[Problem] Copy all of the records below verbatim.

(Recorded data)
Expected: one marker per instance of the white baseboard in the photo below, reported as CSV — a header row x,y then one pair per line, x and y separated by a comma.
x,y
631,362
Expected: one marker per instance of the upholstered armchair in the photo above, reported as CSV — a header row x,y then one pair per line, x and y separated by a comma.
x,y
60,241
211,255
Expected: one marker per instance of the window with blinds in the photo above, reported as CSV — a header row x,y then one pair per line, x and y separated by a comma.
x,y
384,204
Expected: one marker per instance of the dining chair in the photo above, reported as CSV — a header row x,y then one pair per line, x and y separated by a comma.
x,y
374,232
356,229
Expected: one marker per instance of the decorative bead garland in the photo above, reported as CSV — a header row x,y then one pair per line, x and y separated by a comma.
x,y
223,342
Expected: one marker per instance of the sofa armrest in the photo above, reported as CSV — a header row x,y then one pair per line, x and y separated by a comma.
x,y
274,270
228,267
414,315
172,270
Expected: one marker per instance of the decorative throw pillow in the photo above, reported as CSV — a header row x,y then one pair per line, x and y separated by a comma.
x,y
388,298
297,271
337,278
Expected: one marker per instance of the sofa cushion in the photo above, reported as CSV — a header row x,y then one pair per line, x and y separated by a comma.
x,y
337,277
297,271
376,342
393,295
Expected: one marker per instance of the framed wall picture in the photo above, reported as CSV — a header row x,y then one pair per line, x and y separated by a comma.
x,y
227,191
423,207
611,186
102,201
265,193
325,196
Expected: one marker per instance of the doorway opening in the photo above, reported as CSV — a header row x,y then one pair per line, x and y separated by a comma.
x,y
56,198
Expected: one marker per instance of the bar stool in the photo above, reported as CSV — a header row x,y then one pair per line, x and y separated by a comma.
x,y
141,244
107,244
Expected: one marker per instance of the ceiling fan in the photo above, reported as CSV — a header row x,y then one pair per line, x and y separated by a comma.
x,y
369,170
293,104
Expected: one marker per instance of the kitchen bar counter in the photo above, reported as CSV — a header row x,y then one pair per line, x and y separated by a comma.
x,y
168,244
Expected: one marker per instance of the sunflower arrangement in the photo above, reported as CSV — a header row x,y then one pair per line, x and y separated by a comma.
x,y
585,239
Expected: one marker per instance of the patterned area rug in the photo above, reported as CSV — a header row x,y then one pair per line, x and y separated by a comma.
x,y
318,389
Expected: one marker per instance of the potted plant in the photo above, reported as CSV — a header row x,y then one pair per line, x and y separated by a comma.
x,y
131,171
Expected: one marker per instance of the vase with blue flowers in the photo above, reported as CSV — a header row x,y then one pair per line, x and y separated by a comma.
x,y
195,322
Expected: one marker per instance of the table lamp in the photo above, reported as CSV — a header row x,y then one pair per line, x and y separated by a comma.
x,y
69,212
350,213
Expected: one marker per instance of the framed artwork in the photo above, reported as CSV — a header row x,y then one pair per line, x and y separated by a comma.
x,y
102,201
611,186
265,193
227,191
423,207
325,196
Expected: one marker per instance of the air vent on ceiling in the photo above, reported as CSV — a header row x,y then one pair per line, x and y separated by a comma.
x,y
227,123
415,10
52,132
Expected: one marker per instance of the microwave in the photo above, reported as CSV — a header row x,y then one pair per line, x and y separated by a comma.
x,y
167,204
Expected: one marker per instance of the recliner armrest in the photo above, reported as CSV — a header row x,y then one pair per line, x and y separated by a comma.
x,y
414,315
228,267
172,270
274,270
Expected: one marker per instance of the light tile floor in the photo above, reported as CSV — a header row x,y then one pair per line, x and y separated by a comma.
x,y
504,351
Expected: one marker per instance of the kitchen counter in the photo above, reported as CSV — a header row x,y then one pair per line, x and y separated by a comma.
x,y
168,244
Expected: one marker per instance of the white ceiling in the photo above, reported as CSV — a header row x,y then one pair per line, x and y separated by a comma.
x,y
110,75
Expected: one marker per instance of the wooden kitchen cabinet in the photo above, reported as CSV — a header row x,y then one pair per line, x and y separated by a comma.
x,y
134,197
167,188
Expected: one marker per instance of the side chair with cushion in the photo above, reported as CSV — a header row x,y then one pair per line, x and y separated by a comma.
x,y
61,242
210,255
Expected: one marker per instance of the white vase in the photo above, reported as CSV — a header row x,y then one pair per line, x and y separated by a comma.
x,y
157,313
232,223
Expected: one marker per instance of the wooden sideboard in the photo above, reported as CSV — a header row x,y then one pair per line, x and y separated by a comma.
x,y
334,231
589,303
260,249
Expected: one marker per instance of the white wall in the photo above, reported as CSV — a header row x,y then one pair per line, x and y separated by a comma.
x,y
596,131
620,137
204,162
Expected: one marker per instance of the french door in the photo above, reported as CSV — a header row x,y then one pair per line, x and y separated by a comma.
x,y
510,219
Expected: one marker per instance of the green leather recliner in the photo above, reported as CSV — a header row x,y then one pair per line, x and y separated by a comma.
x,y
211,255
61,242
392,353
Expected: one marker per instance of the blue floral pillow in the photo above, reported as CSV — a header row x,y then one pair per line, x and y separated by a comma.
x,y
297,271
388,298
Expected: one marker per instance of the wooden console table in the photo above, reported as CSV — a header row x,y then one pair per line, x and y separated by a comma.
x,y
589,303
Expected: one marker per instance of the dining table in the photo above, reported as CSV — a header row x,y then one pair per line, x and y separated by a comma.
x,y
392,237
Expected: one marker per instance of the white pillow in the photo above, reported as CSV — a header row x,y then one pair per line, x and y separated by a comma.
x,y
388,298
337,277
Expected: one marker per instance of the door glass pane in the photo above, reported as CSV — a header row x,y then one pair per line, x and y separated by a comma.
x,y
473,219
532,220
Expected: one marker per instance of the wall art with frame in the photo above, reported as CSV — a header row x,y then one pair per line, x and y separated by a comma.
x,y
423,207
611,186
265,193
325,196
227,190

[Solution]
Expected: one marker per instance of the white baseboard in the photo below, reported as CSV — a header row x,y then one pair per line, x and y separated by a comma.
x,y
631,362
Expected: one marker per instance of the upholstered armchair in the photo above, reported as CSV — a header row x,y then one pair per line, x and y separated by a comma.
x,y
60,241
211,255
Expected: one marker per instance of the window with blinds in the photo above, reported as CSV — a header row x,y then one pair per line, x and y separated by a comma.
x,y
384,204
Expected: one marker per instance of the dining chair in the photo above, reported as CSV — a header row x,y then one pair per line, x and y separated by a comma.
x,y
374,232
356,229
Expected: one marker per instance of the decorative bead garland in the photo above, reported as CSV — a header row x,y then one pair per line, x and y separated by a comma.
x,y
223,342
Expected: one marker per instance of the sofa armrest in the photo above, reported as CSV — a header row x,y then one pair per line, x and y separated by a comma.
x,y
274,270
228,267
414,315
172,270
Expected: one marker per instance of the decorative throw pillow in the photo above, reported as CSV — a header row x,y then one pair per line, x and y separated by a comma.
x,y
388,298
297,271
337,278
Expected: one marker per instance of the sofa cushion in the photo above, reported as CSV — a header row x,y then one pair per line, x and y separated by a comma.
x,y
337,277
297,271
376,342
393,295
Expected: one marker per instance of the framed wall picture in the photo above, reported as CSV — a header row x,y then one pair per line, x and y separated by a comma.
x,y
227,191
423,207
611,186
102,201
265,193
325,196
Expected: one marker per instance of the doorway opening in the photo above, reported as CSV — a header row x,y then one pair per line, x and y separated by a comma.
x,y
56,198
Expected: one marker per instance of the bar stool in the photo above, reported as CSV — a header row x,y then one pair per line, x and y separated by a comma.
x,y
141,244
107,244
Expected: one marker per instance of the ceiling fan in the photo above, reported as CSV — a header row x,y then one pair per line, x and y separated by a comma.
x,y
369,170
293,104
Expected: one marker per instance of the kitchen bar counter in the photo above, reported as CSV — a header row x,y then one pair per line, x and y separated by a comma.
x,y
168,244
Expected: one marker per instance of the sunflower arrangement in the photo above, reported as CSV — a header row x,y then one pair per line, x and y separated by a comma.
x,y
585,239
Expected: one marker per instance of the patterned area rug in the photo above, reported as CSV — a header row x,y then one pair per line, x and y separated by a comma.
x,y
318,389
Expected: one marker per instance of the potted plant in the photo above, reported as CSV — a header row x,y then one pair per line, x and y separated by a comma.
x,y
131,171
Expected: one marker per instance of the vase with blue flowers in the photo above, reported as CSV — a header row x,y then one pair per line, x and y separated by a comma.
x,y
195,322
Expected: one marker per instance of the table lamp in the photo above, reported as CSV — a header row x,y then one pair per line, x and y separated by a comma.
x,y
69,212
350,213
Expected: one marker per instance of the framed artwork in the photo above, reported as CSV — a header row x,y then one pair per line, x and y separated by a comma.
x,y
102,201
611,186
265,193
227,191
423,207
325,196
Expected: one marker per instance of the air vent on ceiling in the photo above, reported as CSV — a header row x,y then one pair per line, x and y separated by a comma.
x,y
227,123
415,10
52,132
Expected: one marker per instance of the microwave in the photo above, reported as CSV — a header row x,y then one pair per line, x and y separated by a comma.
x,y
167,204
Expected: one marker per instance of the recliner armrest in the photo above, reported as CSV — a header row x,y then one pair per line, x and y separated by a comma.
x,y
414,315
228,267
172,270
274,270
Expected: one marker per instance of the light tile floor in the photo above, reported as CSV — a header row x,y then one pair per line, x and y separated by a comma.
x,y
504,351
Expected: one marker per instance of the kitchen counter in the photo above, reported as CSV — a header row x,y then one pair per line, x and y separated by a comma.
x,y
168,244
Expected: one marker per instance of the white ceiling in the photo above, reported as CSV — a header row x,y then one pair per line, x and y separated by a comma.
x,y
110,75
Expected: one marker per instance of the wooden kitchen cabinet in the photo above, reported as CSV — a header row x,y then one pair per line, x and y separated by a comma.
x,y
134,197
167,188
Expected: one marker per instance of the side chair with cushion in the photo above, reported as CSV — a header row x,y then one pair per line, x and y separated by a comma.
x,y
61,242
210,255
Expected: one marker per instance of the white vase in the photo above, reported as CSV — a header row x,y then one pair per line, x and y separated by a comma.
x,y
157,313
232,223
Expected: one marker per instance of the wooden sideboard in the photo above, reported as CSV — a header row x,y then one pair per line, x and y separated by a comma.
x,y
334,231
589,303
260,249
Expected: one marker per instance of the white wall in the photo above, reported as CSV — a header row x,y then one pair per line, x and y separated by a comma.
x,y
596,131
620,137
204,162
Expected: one marker per instance of the french door in the photo above, reported as CSV — a header row x,y then one pair per line, x and y separated by a comma.
x,y
510,219
Expected: one marker per instance of the green leather recliner in the photo above, reported as CSV — a header row x,y then one pair per line, x and y separated by a comma.
x,y
211,255
61,242
392,353
Expected: one marker per instance of the blue floral pillow in the photo above, reported as CSV — a header row x,y then one pair per line, x and y separated by a comma.
x,y
297,271
388,298
Expected: one marker per instance of the wooden console table in the photo above, reported as CSV — a header row x,y then one pair per line, x and y separated by a comma.
x,y
589,303
Expected: one marker per instance of the dining table in the photo above, reported as CSV — a header row x,y then one pair per line, x and y separated by a comma.
x,y
392,237
Expected: one marker per instance of the white pillow in the photo above, reported as CSV — a header row x,y then one pair per line, x and y separated by a comma.
x,y
388,298
337,277
Expected: one marker per instance of the door glass pane in the photo above, reported as CSV — a header row x,y then one pair per line, x and y separated by a comma.
x,y
473,219
532,220
Expected: one marker per instance of the wall art with frame in the photo above, reported as CSV — a header row x,y then one pair per line, x and y separated by a comma.
x,y
423,207
611,186
265,193
325,196
227,190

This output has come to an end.